* _WHAT IS NEEDED_
In the records below, substitute "give the location of" for every occurrence of "report the position of", and leave everything else unchanged.

* _MATERIAL FOR THE TASK_

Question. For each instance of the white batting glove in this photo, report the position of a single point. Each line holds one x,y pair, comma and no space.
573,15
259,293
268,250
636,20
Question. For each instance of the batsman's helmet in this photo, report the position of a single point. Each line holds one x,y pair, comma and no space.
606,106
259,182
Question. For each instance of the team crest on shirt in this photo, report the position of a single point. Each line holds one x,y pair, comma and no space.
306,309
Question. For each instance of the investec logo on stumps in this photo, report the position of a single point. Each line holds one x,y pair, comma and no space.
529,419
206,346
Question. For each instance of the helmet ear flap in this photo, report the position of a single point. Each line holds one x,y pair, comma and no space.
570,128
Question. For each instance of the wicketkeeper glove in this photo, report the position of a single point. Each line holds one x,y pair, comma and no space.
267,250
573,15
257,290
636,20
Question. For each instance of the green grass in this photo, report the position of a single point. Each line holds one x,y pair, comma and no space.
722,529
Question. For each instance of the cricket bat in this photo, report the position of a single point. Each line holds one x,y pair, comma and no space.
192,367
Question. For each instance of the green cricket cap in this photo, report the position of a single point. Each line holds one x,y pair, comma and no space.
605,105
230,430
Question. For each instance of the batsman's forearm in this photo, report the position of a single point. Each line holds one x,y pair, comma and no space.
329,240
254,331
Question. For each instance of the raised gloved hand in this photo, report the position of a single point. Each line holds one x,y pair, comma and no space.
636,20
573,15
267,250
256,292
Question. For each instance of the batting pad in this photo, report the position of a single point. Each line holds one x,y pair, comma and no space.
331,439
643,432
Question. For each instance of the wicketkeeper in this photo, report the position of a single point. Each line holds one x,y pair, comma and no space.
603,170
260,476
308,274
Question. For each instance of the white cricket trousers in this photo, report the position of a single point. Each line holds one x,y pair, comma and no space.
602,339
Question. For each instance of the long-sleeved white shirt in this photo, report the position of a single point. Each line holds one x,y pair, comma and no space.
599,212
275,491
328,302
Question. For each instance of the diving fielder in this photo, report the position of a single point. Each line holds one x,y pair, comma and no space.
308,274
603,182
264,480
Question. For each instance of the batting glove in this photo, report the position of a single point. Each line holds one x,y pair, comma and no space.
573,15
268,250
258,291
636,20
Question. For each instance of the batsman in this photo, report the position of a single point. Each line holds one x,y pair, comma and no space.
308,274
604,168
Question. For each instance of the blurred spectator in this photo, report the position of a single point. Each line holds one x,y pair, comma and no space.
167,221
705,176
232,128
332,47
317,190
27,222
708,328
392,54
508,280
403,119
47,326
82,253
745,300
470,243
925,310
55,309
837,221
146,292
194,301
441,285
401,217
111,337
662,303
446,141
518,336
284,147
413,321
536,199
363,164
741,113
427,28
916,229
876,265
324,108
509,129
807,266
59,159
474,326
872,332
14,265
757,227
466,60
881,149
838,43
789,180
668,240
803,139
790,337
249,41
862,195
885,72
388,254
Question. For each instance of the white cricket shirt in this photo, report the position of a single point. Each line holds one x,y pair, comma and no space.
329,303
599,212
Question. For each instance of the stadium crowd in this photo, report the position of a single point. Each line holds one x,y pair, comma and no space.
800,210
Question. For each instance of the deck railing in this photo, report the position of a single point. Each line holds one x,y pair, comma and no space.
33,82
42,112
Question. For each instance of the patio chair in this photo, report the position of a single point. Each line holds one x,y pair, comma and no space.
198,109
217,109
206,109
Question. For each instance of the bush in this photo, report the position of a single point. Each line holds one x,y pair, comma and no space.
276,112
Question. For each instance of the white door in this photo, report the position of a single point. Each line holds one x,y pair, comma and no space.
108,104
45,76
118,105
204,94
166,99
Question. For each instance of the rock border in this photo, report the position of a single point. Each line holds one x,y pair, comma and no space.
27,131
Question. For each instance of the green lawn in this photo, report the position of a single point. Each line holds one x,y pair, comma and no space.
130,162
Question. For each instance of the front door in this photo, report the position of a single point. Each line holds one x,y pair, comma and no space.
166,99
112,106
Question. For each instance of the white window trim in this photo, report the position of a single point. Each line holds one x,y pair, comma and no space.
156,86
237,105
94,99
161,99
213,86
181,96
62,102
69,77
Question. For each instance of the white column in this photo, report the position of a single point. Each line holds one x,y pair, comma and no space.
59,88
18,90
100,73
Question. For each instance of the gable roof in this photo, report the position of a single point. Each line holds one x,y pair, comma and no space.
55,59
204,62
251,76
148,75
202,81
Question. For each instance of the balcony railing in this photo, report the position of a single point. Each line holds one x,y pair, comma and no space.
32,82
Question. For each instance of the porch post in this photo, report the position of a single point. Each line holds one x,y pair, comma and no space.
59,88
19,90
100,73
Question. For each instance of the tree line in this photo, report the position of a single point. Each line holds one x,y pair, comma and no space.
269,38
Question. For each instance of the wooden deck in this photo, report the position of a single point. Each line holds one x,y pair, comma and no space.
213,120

* _TASK RESULT_
Question. For each instance of the white batting glove in this photo, give the location of a single point. Each line holds one x,y pair, comma and no space.
573,15
259,293
268,250
636,20
Question. For each instance of the batsman's helmet in this photo, give the location of a single point. Each line holds one x,y pair, comma and no space.
606,106
259,182
Question. For each instance of the team crest on shirt in this photo, give the location of a single point. Each line holds one x,y pair, comma and no space.
306,309
Question. For each instance of the investec logo on stumps in this photo, give the location of a single point. Each line holds one x,y pair, comma and no space.
529,419
206,346
Question. For each instance of the helmet ear flap in this photo, give the location of a single point. Each line holds one x,y pair, comma and no space.
570,128
Question. For each instance of the wicketkeeper glove in this photo, give the location of a single point. Each line holds one x,y pair, comma and no space.
267,250
573,15
257,290
636,20
Question. For each instance of the green grass in this photo, give the location of a single point. Each line holds one x,y pair, comma and no space.
722,529
Question. For each instance of the cricket bat in this photo, give the location of a single point. Each line holds one x,y pair, comma and no space.
192,367
Question. For each instance of the green cricket cap in this photo, give the location of a single point. Each line holds one x,y pair, comma and no space.
605,105
230,430
Question. For each instance of the batsman's forearm in this photo, give the location of a single point. Each line holds one x,y pair, comma and no space.
329,240
254,331
Question. For each instance of the raised gloved hand in this photo, give the location of a single point. Each line holds one x,y pair, comma and no space.
636,20
573,15
267,250
256,292
Question. For each instance of the batting pad in this photo, give the location of a single point. Each line holds one x,y pair, comma and no space.
331,439
643,432
Question. For each instance of the wicketkeeper in this photo, give the location of a single point. Each line holds one x,y pair, comma and no space.
603,170
260,476
308,274
Question. For each instance of the white cricket trousers in this photo, give the location of a single point. Each line holds one x,y pair, comma and no space.
602,339
Question. For each instance of the long-sleeved white shirt in this photo, give the location of a single point. Each line holds one x,y pair, comma and no space.
599,212
275,491
328,302
Question. For each instance of the diving fielder in this photo, give the location of a single point. Each line holds one x,y pair, comma and no space.
308,274
603,182
264,480
Question. For each instance of the batting glove in this photo, give the location of a single point. Each line holds one x,y pair, comma and no space.
573,15
268,250
258,291
636,20
Question. For each instance of the batsman in this photo, give the location of a single point. Each line holds one x,y pair, comma and no space.
308,274
604,168
Question. For each instance of the blurred spectator in this photo, give the location of a single point. Each line holds one x,y pair, comma and no space.
167,221
705,176
232,128
332,47
317,190
27,222
708,328
392,54
508,280
403,119
47,326
82,253
745,300
470,243
925,310
55,309
837,221
146,292
194,301
441,285
401,217
111,337
662,303
446,141
518,336
284,147
413,321
536,199
363,164
741,113
427,28
916,229
876,265
324,108
509,129
807,266
59,159
474,326
872,332
14,265
757,227
466,60
881,149
838,43
789,180
668,240
803,139
790,337
249,41
862,195
885,72
388,254
Question. For each instance of the white cricket shirt in this photo, give the location of a single point. Each line holds one x,y pair, comma and no space.
329,303
599,212
Question. For each instance of the stadium crowd in this photo, give the location of a single point. Each line holds one x,y pair, comma and no space.
800,210
Question. For each instance of the deck railing in this photo, give the location of a single point. Each line holds one x,y pair, comma and no space.
33,82
42,112
Question. For each instance of the patio chair in this photo, give the location of a single point. Each line holds one x,y pair, comma and no space.
198,109
217,109
206,109
Question. For each instance of the bush in this photo, give the location of a single point. Each line holds one x,y pair, comma and no space.
276,112
Question. For each instance of the white door in this photo, give the location of a single point. Each line holds one x,y pair, comma and no space.
108,104
45,76
118,105
204,94
166,99
Question. For each instance of the rock border in this photo, give the location of a single point. Each line holds one x,y pair, comma and no space.
27,131
Question. For each instance of the green lawn in this photo, give the location of a single point. Each line holds one x,y pair, comma and no space.
130,162
Question. For each instance of the front door in this photo, give the location of a single point. Each line holds one x,y pair, comma and no space.
166,99
112,106
Question. For each instance of the white window trim in this photo, give the location of a single point. Each line holds one x,y pair, comma and no space.
156,86
237,105
94,99
161,99
213,86
181,96
62,102
69,77
Question. For each instance of the white column in this photo, give the location of a single point. Each line holds one x,y pair, comma and no space.
59,88
18,90
100,73
Question. For each instance of the gable roof in this photo, give the location of a single point. Each line holds one x,y pair, comma and no space.
55,59
204,62
251,76
148,75
202,81
Question. For each instance of the balcony railing in this photo, give the location of a single point. Each line holds one x,y pair, comma and no space.
32,82
Question. For each instance of the porch post in this photo, give the location of a single point. Each line holds one x,y pair, comma and no space.
59,88
19,90
100,73
Question. For each instance of the tree line in this photo, give the location of a single point. Each line holds one x,y pair, comma and no space.
269,38
Question. For each instance of the wooden deck in this photo, give the location of a single point. Each line holds one x,y pair, comma and no space.
213,120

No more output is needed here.